Reproduce verbatim the part of the following material that opens with the line containing "silver pot side?" and closes with the line containing "19,4 -> 396,263", both of those lines included.

--- Start of Raw records ---

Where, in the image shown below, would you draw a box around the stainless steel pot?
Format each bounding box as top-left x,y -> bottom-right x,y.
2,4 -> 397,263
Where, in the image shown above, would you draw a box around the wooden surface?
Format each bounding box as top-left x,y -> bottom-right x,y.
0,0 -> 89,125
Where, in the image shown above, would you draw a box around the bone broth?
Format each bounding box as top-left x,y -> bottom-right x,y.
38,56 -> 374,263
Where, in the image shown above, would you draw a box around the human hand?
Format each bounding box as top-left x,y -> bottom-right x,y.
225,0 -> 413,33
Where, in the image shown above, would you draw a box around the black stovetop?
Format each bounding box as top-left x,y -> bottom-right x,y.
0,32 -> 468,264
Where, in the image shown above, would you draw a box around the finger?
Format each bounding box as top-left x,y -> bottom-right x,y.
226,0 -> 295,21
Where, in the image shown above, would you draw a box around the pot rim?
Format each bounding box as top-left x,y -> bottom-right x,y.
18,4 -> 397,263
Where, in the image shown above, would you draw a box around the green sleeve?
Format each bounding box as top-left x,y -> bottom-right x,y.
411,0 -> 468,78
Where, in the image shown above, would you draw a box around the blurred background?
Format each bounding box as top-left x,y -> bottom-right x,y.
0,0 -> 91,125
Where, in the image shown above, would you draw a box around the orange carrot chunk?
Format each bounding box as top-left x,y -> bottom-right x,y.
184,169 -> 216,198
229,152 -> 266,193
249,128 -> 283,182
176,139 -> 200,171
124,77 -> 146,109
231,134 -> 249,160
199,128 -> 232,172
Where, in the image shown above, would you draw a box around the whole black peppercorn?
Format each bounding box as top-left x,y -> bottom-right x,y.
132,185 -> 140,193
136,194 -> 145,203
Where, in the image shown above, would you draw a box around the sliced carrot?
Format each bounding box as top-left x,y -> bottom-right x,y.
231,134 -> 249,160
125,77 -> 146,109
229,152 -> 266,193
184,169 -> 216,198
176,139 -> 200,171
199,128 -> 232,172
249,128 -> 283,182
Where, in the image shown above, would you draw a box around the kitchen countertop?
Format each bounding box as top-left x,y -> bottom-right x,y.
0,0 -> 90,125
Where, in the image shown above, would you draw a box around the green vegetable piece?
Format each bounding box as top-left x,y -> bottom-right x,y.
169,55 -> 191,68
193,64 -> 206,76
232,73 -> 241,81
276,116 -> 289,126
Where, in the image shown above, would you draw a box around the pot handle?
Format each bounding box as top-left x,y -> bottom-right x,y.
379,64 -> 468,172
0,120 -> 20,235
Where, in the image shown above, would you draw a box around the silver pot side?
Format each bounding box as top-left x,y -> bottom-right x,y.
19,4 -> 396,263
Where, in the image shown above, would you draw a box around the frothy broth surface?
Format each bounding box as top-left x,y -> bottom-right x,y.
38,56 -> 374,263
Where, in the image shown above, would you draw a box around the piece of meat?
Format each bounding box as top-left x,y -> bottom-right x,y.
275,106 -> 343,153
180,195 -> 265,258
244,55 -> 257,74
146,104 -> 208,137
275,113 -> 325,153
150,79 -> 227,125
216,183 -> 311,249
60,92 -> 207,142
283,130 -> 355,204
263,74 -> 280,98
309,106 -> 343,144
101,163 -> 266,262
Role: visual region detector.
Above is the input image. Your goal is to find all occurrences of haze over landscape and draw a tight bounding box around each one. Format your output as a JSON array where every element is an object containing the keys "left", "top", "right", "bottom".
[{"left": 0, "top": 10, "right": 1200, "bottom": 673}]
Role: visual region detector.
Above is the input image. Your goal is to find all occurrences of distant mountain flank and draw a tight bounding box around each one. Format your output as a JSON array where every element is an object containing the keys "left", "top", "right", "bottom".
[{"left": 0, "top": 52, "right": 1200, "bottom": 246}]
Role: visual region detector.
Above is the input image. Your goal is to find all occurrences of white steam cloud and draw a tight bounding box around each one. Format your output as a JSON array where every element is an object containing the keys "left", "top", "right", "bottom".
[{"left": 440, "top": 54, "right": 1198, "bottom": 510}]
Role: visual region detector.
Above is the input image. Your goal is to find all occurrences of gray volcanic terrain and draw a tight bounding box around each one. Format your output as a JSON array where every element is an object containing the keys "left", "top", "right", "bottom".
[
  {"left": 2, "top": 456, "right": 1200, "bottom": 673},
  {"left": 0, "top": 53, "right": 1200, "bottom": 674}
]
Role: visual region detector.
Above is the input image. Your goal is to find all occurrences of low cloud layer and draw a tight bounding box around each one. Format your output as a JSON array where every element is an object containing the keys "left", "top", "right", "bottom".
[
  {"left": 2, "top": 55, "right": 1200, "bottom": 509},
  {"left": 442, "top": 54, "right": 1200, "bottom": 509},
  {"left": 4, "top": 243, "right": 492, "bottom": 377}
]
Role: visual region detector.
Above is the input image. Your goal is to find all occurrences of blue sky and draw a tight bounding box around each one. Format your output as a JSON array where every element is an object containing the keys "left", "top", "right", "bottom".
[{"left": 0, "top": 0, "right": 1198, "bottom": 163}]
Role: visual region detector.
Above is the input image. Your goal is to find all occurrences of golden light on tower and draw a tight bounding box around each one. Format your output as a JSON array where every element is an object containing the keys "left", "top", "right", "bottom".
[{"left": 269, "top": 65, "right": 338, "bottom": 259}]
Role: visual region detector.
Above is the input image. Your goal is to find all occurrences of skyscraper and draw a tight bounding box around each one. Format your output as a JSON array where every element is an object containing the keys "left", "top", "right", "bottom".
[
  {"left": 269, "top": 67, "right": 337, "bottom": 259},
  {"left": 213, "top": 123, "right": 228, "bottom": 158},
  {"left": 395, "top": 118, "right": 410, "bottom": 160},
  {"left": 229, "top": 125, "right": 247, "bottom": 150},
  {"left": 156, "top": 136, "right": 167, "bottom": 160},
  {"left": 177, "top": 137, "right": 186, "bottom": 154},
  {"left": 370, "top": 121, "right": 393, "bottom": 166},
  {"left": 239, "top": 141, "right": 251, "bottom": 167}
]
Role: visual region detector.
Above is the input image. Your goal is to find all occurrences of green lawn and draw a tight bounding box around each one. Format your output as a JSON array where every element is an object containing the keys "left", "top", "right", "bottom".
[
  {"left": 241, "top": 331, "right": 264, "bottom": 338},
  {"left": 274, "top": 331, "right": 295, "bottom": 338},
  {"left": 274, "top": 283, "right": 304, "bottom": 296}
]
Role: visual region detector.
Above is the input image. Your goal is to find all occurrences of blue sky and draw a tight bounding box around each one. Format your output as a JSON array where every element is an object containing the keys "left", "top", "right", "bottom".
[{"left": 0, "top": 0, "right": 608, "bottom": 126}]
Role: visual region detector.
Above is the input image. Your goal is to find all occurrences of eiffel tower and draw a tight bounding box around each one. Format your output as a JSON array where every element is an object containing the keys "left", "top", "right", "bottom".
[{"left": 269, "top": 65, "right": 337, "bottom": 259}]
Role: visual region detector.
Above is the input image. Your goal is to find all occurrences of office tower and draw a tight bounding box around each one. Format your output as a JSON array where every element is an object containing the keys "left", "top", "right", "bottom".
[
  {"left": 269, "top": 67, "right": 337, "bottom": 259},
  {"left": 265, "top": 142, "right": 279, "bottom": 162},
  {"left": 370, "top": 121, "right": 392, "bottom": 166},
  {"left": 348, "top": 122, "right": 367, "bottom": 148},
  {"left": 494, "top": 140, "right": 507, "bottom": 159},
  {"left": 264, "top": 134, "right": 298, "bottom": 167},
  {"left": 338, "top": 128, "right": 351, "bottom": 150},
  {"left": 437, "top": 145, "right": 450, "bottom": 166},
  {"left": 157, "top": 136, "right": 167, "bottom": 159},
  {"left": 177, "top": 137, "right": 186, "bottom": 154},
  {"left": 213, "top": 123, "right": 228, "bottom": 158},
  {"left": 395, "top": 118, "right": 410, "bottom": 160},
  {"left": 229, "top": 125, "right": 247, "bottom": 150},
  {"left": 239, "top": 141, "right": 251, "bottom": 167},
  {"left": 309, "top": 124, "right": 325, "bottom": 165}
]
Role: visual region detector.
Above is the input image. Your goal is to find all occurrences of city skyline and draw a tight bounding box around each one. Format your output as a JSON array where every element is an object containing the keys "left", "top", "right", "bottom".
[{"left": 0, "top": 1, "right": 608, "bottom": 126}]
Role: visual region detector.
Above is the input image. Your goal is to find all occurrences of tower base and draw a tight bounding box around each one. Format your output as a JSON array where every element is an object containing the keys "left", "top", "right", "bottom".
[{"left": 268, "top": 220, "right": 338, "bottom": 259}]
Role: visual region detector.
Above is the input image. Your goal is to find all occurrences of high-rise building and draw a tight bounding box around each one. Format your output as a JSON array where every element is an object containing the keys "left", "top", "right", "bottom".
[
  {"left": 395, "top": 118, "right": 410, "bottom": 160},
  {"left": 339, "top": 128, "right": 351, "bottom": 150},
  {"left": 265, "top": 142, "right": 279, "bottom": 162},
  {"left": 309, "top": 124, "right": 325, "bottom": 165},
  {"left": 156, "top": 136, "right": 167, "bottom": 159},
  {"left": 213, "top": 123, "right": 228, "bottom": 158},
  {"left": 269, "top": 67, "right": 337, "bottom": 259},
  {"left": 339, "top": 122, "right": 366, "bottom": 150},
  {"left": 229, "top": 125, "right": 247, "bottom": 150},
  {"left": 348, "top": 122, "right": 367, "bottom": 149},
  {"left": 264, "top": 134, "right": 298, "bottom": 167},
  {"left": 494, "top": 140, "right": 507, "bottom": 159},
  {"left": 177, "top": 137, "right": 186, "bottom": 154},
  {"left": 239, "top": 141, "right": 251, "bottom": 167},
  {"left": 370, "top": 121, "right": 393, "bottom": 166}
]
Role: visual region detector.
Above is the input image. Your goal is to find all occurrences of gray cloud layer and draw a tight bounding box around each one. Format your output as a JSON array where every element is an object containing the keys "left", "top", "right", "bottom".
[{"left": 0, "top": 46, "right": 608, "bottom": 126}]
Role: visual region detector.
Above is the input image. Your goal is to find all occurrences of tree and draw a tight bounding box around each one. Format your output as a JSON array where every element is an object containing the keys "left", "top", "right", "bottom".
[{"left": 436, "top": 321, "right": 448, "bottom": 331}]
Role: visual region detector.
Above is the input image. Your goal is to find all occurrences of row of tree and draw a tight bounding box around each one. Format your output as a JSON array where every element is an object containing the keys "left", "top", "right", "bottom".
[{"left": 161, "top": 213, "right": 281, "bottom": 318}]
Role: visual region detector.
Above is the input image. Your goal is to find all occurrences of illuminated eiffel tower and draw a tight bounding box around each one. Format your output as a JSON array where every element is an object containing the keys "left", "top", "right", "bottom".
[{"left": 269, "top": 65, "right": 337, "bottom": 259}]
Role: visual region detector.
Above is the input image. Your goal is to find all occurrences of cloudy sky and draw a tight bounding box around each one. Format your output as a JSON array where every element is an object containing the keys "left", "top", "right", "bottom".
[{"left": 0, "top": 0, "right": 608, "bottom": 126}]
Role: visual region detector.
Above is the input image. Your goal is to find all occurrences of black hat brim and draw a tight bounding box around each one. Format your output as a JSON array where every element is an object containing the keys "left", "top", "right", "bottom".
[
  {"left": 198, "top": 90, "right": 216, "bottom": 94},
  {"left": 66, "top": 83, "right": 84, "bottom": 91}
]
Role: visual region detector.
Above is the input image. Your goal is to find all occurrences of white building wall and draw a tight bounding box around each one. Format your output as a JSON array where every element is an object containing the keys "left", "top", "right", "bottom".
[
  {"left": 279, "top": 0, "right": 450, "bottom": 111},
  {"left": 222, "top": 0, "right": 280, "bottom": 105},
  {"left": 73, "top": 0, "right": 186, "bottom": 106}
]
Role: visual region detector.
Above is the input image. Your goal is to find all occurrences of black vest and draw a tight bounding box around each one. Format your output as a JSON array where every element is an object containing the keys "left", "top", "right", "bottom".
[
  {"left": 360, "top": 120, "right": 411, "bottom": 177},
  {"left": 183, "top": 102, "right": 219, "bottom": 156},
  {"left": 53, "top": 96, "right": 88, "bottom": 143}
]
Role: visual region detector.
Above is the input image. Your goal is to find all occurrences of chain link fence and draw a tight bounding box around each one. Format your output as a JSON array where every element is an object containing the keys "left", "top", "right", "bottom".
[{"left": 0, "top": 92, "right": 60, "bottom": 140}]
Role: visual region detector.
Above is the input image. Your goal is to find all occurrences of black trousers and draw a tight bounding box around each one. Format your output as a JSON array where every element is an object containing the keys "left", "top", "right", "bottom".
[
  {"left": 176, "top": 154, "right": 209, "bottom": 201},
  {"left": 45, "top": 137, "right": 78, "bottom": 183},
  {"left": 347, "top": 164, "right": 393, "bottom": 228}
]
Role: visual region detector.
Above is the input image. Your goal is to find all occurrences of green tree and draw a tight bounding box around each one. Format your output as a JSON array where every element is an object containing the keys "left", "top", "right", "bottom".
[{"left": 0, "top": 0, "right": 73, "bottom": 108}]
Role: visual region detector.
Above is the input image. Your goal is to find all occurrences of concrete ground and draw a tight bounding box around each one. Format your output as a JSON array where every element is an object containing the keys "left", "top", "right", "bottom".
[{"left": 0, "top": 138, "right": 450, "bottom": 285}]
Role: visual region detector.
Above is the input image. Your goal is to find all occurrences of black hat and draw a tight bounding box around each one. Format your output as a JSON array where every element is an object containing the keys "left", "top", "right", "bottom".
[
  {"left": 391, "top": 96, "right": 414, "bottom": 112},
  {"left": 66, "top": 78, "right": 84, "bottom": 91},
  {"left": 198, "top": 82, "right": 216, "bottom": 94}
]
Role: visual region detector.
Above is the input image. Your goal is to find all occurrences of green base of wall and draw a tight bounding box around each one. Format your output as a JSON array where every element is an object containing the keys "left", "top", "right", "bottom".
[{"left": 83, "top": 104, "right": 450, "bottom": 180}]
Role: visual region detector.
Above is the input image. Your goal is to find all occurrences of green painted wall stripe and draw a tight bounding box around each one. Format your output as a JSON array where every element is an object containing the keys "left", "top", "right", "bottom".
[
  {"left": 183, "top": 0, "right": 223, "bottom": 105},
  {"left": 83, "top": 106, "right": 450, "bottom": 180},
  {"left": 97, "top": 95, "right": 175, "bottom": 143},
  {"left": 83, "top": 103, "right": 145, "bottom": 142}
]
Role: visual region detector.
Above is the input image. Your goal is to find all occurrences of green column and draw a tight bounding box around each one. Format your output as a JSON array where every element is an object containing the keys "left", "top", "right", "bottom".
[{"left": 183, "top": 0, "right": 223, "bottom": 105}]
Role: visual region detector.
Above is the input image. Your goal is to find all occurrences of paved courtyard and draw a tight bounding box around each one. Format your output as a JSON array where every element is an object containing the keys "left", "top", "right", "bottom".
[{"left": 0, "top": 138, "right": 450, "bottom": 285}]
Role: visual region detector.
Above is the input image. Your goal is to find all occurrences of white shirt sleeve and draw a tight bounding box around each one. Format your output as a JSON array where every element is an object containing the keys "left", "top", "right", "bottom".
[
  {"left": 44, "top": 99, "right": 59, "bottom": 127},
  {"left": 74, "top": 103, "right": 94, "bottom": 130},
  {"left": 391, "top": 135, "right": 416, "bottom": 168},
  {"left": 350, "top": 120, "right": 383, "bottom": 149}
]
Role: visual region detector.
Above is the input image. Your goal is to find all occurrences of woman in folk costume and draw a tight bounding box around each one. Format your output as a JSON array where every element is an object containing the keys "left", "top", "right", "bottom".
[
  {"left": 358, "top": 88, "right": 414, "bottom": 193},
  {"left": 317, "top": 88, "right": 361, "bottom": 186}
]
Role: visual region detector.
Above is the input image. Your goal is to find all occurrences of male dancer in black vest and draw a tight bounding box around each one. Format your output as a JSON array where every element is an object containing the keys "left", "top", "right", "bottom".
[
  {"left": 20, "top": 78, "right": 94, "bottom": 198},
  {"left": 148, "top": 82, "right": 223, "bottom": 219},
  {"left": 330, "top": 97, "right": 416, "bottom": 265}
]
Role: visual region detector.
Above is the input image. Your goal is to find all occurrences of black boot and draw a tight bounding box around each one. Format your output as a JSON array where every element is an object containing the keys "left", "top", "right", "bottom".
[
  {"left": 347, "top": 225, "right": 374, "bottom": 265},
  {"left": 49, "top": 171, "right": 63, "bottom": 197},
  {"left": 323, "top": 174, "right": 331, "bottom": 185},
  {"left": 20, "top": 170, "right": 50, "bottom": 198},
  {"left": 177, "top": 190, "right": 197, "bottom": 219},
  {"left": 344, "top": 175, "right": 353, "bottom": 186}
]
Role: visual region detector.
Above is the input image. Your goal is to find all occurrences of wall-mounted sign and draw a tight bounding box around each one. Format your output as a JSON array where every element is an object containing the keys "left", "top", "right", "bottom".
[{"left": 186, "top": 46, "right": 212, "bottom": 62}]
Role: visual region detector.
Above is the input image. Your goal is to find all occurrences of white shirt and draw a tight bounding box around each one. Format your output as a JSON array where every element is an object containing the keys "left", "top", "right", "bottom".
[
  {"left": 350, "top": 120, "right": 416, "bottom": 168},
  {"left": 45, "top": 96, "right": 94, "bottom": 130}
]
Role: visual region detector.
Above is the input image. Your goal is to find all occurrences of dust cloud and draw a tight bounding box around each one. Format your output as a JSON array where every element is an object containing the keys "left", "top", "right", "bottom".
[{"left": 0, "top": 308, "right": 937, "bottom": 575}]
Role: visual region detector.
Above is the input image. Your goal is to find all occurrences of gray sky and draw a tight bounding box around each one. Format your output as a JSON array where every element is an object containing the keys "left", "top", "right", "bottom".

--- End of Raw records ---

• [Task solution]:
Where, in the image shown above, would you draw a box around the silver pot side?
Format each bounding box as top-left x,y -> bottom-right x,y.
19,4 -> 396,263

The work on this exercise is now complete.